Did they control for the size of the village? I’d have thought a smaller village is naturally going to be more cooperative, since they’re ingrained with social norms that lean on the fact that everyone knows everyone. E.g. if you screw someone over, then you can’t “escape” that reputational damage by moving to a different group of friends—everyone knows what you did. As societies get bigger they can’t lean on those benefits of culture as much, so they need to move to a “trustless” model—i.e. lots of laws, formal procedures, etc.
I really like this experimentation. Some thoughts:
Regarding finding the ideal set of axes: I wonder if it would make sense to give quite a few of them (that seem plausibly good), and then collect data for a month or so, and then select a subset based on usage and orthogonality. Rather than tentatively trying new axes in a more one-by-one fashion, that is. You’d explicitly tell users that the axes are being experimented with, and to vote on the axes which seem most appropriate. This might also be a way to collect axis ideas—if the user can’t find the axis that they want, they can click a button to suggest one. Relying on the in-the-moment intuitions of users could be a great way to quickly search the “axis space”.
I really like the “seeks truth/conflict” axis. A comment has an inherent “gravity” to it which makes it inappropriate/costly for pointing out “small” things. If a comment is very slightly hostile, then there’s a kind of social cost to pointing it out, since it really isn’t worth a whole comment. This results in a threshold under which incivility/conflict-seeking can simmer—being essentially immune to criticism.
One weird experiment that probably wouldn’t work, but which I’d love to see is for the reactions to be more like a tag system, where there are potentially hundreds of different tags. They’re essentially “quick comments”, and could be quite “subtle” in their meaning. It would be a bit like platforms that allow you to react with any emoji, except that you can be much more precise with your reactions—e.g. “Unnecessary incivility” or “Interesting direction” or “Good steelman” or “Please expand” or “Well-written” or “Hand-wavy” or “Goodhart’s Law” (perhaps implying that the concept is relevant in a way that’s unacknowledged by the author). There could also be some emergent use-cases with tags. For example, tags could be used as a way for a commenter to poll the people reading the comment by asking them to tag a digit between 1 and 5, for example.

What this exercise asks:
(1) Answer these questions about the forum text on voting axes and reactions, one line each:
(a) Why does the writer think a smaller village would naturally be more cooperative?
(b) For about how long does the writer suggest collecting data before picking a subset of axes?
(c) What range of digits could readers tag when a commenter uses tags to poll them?
(2) Write the next few sentences of the forum text on voting axes and reactions, picking up right after its last sentence.

Recorded data:
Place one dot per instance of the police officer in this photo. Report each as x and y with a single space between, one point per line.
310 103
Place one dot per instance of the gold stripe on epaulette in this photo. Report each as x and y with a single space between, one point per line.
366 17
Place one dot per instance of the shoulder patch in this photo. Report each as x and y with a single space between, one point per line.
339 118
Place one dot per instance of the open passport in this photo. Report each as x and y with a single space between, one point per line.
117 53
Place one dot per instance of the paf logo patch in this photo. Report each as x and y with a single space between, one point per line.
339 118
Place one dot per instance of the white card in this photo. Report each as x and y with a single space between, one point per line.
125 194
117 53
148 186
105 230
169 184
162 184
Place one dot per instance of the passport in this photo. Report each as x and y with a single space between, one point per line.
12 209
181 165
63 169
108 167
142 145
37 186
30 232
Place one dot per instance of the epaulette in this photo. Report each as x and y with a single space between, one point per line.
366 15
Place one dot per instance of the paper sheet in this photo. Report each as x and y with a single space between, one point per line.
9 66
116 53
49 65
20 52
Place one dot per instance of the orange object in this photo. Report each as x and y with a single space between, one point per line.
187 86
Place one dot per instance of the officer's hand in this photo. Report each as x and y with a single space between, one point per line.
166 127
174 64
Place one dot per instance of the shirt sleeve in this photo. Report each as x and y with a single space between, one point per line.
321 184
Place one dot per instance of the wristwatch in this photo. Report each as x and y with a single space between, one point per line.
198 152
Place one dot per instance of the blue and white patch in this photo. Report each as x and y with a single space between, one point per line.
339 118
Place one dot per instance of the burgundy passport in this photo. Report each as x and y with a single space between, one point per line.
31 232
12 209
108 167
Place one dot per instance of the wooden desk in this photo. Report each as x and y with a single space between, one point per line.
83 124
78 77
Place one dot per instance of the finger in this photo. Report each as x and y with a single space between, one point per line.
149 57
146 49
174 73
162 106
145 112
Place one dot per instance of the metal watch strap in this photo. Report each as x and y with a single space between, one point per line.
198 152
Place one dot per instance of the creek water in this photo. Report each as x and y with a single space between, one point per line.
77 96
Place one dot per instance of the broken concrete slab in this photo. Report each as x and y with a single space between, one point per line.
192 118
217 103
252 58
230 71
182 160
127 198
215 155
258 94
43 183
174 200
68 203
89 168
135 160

Your written answers:
(1)
(a) Everyone knows everyone, so social norms can rely on that: if you screw someone over, you can't escape the reputational damage by moving to a different group of friends.
(b) A month or so.
(c) A digit between 1 and 5.

(2)
There are lots of ways this idea could end up being a net negative—in particular it may be that any level of subtlety beyond a few basic voting axes really would benefit from a comment in almost all cases, and then that comment essentially becomes the “tag” that people can vote on. Still, I’d love to see an experiment.
This isn’t about this experiment specifically, but: One problem with showing an absolute vote count is that it relies on people explicitly not voting on something if they think it has reached an appropriate level of upvotes/downvotes. E.g. if a comment that you think is kinda bad has a score of +10, you might downvote it, but if it already has a score of −3, you might leave it because to downvote further would be “too harsh”. This obviously isn’t ideal, because a couple of hours later that −3 comment could have climbed to +5 and so it turns out you should have actually downvoted it. There are a few ways to solve this—e.g. use more of a star rating system, or cap the upside and downside (but keep the real votes so that e.g. if a comment gets to −10, only −5 is displayed and reflected in the user’s karma, but it would require 6 upvotes to get to −4), display as a ratio plus total number of votes, etc. - they all have their trade-offs though, so I’m not sure there’s a clear solution here. This is another place where tags are interesting, because if everyone things a comment is just slightly conflict-seeking, then they can use the “Slightly conflict-seeking” tag, and they can all vote on that without giving the comment author the impression that everyone thinks their comment is extremely conflict seeking.
Like I said, I love this experimentation—please keep at it! I think this topic is completely underappreciated by basically every social platform.